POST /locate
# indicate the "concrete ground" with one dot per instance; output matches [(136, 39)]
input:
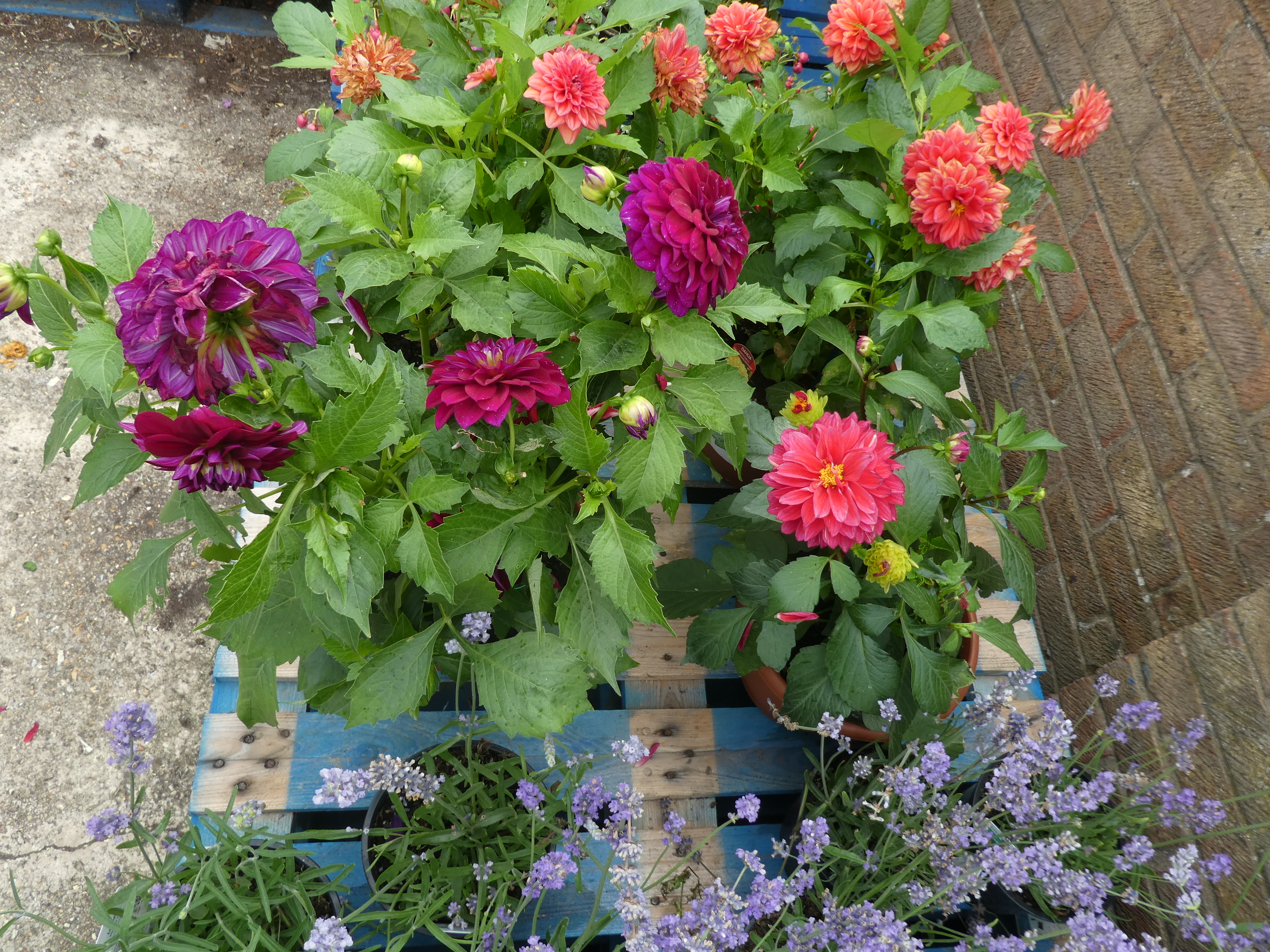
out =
[(182, 130)]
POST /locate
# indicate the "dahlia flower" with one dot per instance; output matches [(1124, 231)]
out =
[(570, 90), (365, 56), (13, 292), (953, 144), (1089, 116), (1010, 267), (684, 224), (740, 37), (846, 37), (681, 77), (213, 289), (1006, 135), (204, 450), (957, 205), (482, 381), (486, 73), (835, 486)]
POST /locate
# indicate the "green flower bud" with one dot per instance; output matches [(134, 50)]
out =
[(49, 243)]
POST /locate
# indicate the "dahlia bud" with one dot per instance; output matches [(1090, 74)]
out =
[(888, 563), (804, 408), (13, 287), (49, 243), (408, 167), (639, 416), (597, 183)]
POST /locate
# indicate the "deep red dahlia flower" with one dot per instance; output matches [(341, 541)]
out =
[(835, 486), (684, 224), (483, 380), (204, 450), (214, 286)]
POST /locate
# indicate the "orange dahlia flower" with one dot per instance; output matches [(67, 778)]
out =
[(850, 24), (740, 37), (1089, 116), (681, 77), (1006, 134), (953, 144), (570, 90), (486, 73), (366, 55), (1009, 267), (956, 205)]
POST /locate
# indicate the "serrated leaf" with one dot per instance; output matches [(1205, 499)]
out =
[(122, 239)]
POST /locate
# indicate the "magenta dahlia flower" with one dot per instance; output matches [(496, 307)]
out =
[(483, 380), (207, 451), (214, 290), (835, 484), (684, 224)]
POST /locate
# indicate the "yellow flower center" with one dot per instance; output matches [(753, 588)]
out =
[(831, 475)]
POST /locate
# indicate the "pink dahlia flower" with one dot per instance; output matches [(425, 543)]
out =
[(684, 224), (486, 73), (953, 144), (740, 37), (214, 286), (1090, 115), (846, 36), (835, 486), (1006, 134), (204, 450), (570, 90), (957, 205), (483, 380), (1011, 266)]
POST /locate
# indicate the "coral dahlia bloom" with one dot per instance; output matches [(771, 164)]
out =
[(846, 36), (204, 450), (953, 144), (1010, 267), (1090, 115), (681, 77), (213, 286), (570, 90), (684, 224), (482, 381), (486, 73), (957, 205), (1006, 135), (835, 486), (740, 37), (366, 55)]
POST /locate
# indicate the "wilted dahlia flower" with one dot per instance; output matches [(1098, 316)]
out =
[(483, 380), (740, 37), (835, 486), (365, 56), (850, 22), (681, 77), (204, 450), (1090, 115), (684, 224), (214, 286), (1011, 266), (1006, 135), (570, 90)]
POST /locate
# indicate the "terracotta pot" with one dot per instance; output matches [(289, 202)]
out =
[(766, 684)]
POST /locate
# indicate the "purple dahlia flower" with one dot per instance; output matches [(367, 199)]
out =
[(208, 451), (211, 287), (684, 224), (483, 380)]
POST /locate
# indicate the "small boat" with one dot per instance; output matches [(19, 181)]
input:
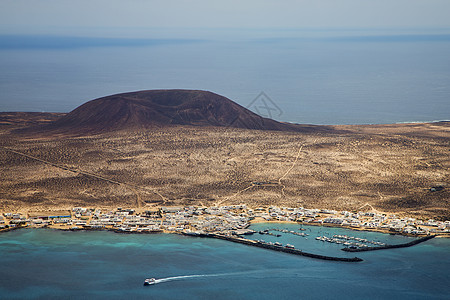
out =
[(149, 281)]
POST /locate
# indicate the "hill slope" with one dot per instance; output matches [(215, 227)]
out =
[(152, 108)]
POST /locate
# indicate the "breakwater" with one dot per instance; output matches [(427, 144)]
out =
[(412, 243), (274, 247)]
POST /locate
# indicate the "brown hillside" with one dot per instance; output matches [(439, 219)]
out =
[(156, 108)]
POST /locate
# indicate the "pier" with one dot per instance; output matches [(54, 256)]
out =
[(274, 247), (412, 243)]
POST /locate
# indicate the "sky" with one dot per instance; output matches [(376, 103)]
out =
[(131, 17)]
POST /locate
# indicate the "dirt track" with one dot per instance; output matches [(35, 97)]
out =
[(387, 167)]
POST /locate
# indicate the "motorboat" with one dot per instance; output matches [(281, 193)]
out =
[(149, 281)]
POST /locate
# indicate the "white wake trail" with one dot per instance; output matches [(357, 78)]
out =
[(167, 279)]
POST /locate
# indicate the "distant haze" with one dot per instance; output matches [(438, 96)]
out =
[(321, 62), (99, 16)]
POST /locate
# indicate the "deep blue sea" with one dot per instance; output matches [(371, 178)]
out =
[(316, 77), (50, 264)]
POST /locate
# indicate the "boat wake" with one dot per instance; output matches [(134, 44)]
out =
[(168, 279)]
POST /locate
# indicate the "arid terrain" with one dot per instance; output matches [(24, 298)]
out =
[(185, 147), (382, 167)]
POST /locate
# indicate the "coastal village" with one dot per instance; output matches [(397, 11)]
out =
[(223, 220)]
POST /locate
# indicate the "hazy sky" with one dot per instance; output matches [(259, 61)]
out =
[(95, 16)]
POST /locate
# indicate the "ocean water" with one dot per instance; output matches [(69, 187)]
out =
[(330, 77), (49, 264)]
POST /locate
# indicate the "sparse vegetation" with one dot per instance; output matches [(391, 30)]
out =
[(390, 167)]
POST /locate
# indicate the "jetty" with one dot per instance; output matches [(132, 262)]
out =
[(277, 247), (409, 244)]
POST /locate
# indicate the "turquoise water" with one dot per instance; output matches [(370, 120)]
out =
[(79, 265)]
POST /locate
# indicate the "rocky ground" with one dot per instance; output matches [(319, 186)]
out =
[(380, 167)]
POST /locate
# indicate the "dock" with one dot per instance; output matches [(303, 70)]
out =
[(278, 248), (409, 244)]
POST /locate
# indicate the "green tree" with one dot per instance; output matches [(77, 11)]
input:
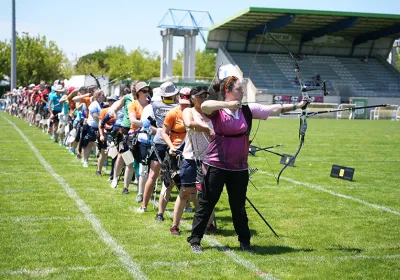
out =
[(37, 59)]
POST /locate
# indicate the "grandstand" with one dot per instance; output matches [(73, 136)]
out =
[(348, 50)]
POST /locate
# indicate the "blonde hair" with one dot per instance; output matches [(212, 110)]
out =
[(97, 93)]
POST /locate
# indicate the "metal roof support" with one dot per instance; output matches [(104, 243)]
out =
[(187, 24), (271, 26), (328, 29), (227, 40), (375, 35)]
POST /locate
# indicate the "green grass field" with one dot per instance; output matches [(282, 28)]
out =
[(59, 221)]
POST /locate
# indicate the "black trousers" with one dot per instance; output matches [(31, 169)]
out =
[(236, 185)]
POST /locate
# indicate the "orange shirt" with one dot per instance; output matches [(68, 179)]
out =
[(72, 106), (103, 113), (135, 107), (86, 100), (174, 120)]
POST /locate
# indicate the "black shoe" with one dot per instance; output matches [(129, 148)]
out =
[(246, 248), (196, 248), (125, 191), (160, 217)]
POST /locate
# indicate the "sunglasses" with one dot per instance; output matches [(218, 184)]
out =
[(203, 95), (184, 96)]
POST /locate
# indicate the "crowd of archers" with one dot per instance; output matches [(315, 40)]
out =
[(195, 144)]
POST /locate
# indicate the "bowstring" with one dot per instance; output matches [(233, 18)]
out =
[(259, 121)]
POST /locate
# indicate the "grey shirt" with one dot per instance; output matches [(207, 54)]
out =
[(160, 110)]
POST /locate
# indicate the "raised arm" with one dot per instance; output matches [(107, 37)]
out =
[(189, 122), (209, 106)]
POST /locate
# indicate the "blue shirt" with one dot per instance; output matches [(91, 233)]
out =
[(48, 100), (65, 108), (55, 102), (94, 108), (119, 118)]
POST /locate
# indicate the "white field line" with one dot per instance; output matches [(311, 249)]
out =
[(46, 271), (319, 188), (230, 253), (132, 267), (40, 219)]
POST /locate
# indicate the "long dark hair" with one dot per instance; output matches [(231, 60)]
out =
[(195, 91), (225, 83)]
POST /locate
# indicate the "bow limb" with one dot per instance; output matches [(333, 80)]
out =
[(97, 80)]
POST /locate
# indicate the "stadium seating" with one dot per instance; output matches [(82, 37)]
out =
[(274, 73), (384, 113)]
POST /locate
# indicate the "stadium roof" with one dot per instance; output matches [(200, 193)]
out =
[(349, 31)]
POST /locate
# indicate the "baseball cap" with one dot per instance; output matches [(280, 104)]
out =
[(112, 97), (59, 88), (198, 90), (184, 96), (140, 86), (168, 89)]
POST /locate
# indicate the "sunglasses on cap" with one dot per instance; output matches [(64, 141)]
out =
[(203, 95), (184, 96)]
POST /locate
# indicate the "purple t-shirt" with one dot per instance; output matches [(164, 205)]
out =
[(231, 153)]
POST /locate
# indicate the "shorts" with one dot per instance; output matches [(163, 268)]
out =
[(161, 150), (141, 153), (92, 133), (102, 144), (55, 118), (188, 172)]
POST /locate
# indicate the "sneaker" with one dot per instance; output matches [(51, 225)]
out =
[(160, 217), (212, 228), (141, 209), (114, 183), (125, 191), (174, 230), (139, 198), (196, 248), (246, 248)]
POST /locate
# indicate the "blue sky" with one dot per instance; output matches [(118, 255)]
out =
[(83, 26)]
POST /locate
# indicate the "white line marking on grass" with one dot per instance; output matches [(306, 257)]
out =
[(319, 188), (132, 267), (40, 219), (214, 242), (46, 271)]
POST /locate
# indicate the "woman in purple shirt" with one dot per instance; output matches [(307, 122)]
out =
[(226, 160)]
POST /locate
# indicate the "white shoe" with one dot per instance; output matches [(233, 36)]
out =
[(114, 183)]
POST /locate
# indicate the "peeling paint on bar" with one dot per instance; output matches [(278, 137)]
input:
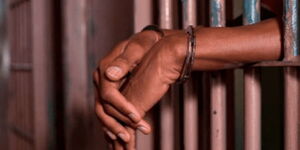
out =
[(217, 13), (291, 32), (291, 90), (167, 107), (190, 115), (218, 86), (251, 11), (252, 87)]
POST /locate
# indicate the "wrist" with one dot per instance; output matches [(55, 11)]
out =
[(176, 49)]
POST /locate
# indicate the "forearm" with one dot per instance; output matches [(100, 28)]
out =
[(219, 48)]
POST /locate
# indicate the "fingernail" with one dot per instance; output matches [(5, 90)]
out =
[(110, 146), (133, 117), (143, 129), (111, 135), (114, 71), (122, 136)]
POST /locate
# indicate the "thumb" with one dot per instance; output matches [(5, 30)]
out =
[(121, 65), (119, 68)]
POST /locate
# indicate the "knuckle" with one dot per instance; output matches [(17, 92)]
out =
[(106, 95)]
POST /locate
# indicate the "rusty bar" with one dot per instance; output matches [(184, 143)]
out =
[(291, 53), (142, 14), (218, 87), (189, 12), (291, 108), (291, 32), (41, 48), (252, 87), (4, 74), (77, 108), (143, 17), (167, 117)]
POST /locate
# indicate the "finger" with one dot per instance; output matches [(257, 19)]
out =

# Written request
Please tally how many lines of the data above contain the word "orange". Reply with the number alone.

# Written solution
2